_The task_
Pull out each line below that contains the word "opening", and copy those lines.

_Records to process_
────
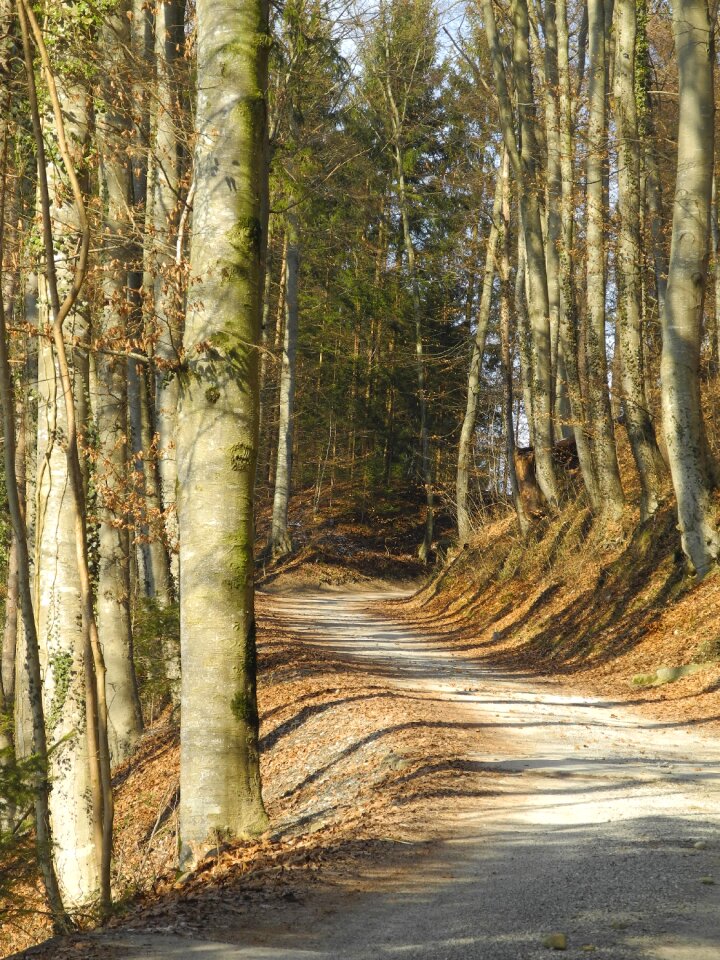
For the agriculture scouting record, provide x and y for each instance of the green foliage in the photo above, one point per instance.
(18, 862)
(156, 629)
────
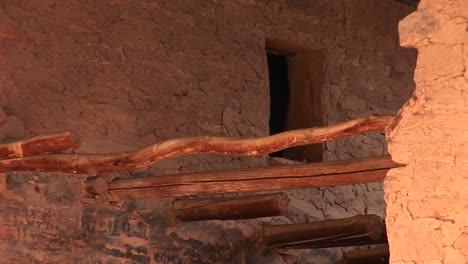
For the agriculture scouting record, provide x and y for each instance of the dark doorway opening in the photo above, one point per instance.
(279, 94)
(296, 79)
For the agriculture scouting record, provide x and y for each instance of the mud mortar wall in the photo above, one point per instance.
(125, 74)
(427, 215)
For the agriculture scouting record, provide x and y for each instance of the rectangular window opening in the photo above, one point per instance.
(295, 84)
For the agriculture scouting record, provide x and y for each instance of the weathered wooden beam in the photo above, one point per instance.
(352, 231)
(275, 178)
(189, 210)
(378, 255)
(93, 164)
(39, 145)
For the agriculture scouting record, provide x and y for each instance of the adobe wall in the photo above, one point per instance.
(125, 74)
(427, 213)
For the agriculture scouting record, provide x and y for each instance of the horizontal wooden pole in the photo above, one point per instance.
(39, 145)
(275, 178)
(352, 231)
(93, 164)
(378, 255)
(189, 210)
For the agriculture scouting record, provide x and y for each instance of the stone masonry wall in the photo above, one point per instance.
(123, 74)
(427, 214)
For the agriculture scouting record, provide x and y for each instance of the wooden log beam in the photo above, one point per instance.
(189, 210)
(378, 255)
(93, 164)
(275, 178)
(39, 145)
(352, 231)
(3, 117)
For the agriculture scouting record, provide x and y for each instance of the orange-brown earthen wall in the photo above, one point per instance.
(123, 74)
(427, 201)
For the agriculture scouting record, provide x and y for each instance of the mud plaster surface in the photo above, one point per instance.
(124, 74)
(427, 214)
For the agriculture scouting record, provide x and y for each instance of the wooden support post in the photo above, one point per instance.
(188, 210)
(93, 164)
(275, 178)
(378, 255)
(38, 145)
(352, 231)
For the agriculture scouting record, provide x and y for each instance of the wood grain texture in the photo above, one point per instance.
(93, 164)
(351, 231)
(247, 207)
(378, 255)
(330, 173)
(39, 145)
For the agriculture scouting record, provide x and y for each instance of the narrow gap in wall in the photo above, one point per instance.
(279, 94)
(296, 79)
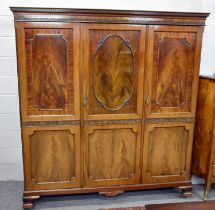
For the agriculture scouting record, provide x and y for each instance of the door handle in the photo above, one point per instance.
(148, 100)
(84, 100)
────
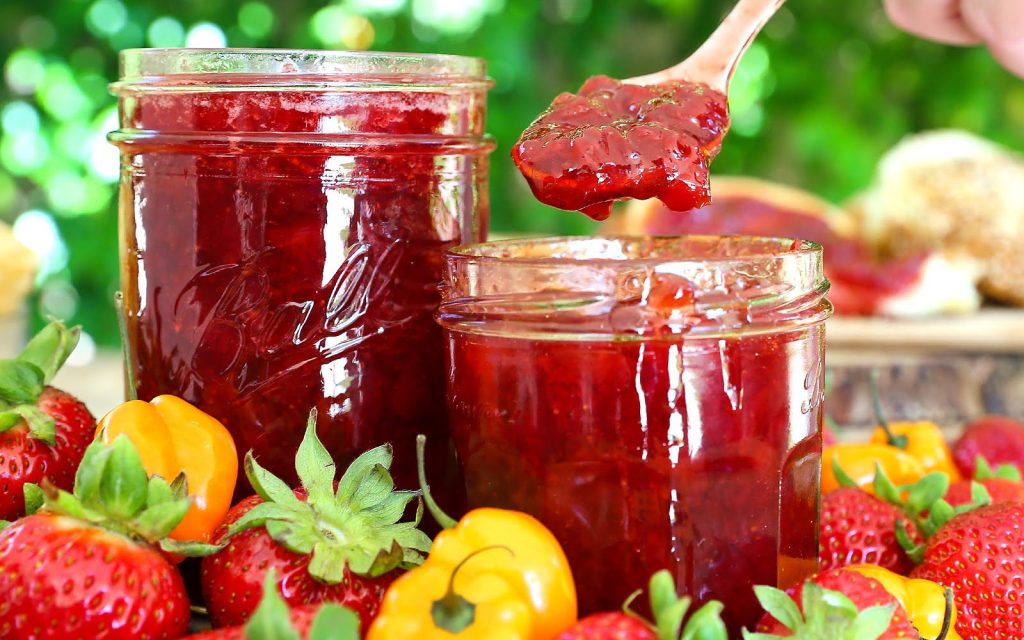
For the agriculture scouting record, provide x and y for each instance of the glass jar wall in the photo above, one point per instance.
────
_Task output_
For the agriculture scouting record, provide x and y for each instance of the dark doorway opening in the photo above, one point per instance.
For the agriculture scouting record, provide x and y for each instance of the rectangular window opening in the photo above, one point per instance.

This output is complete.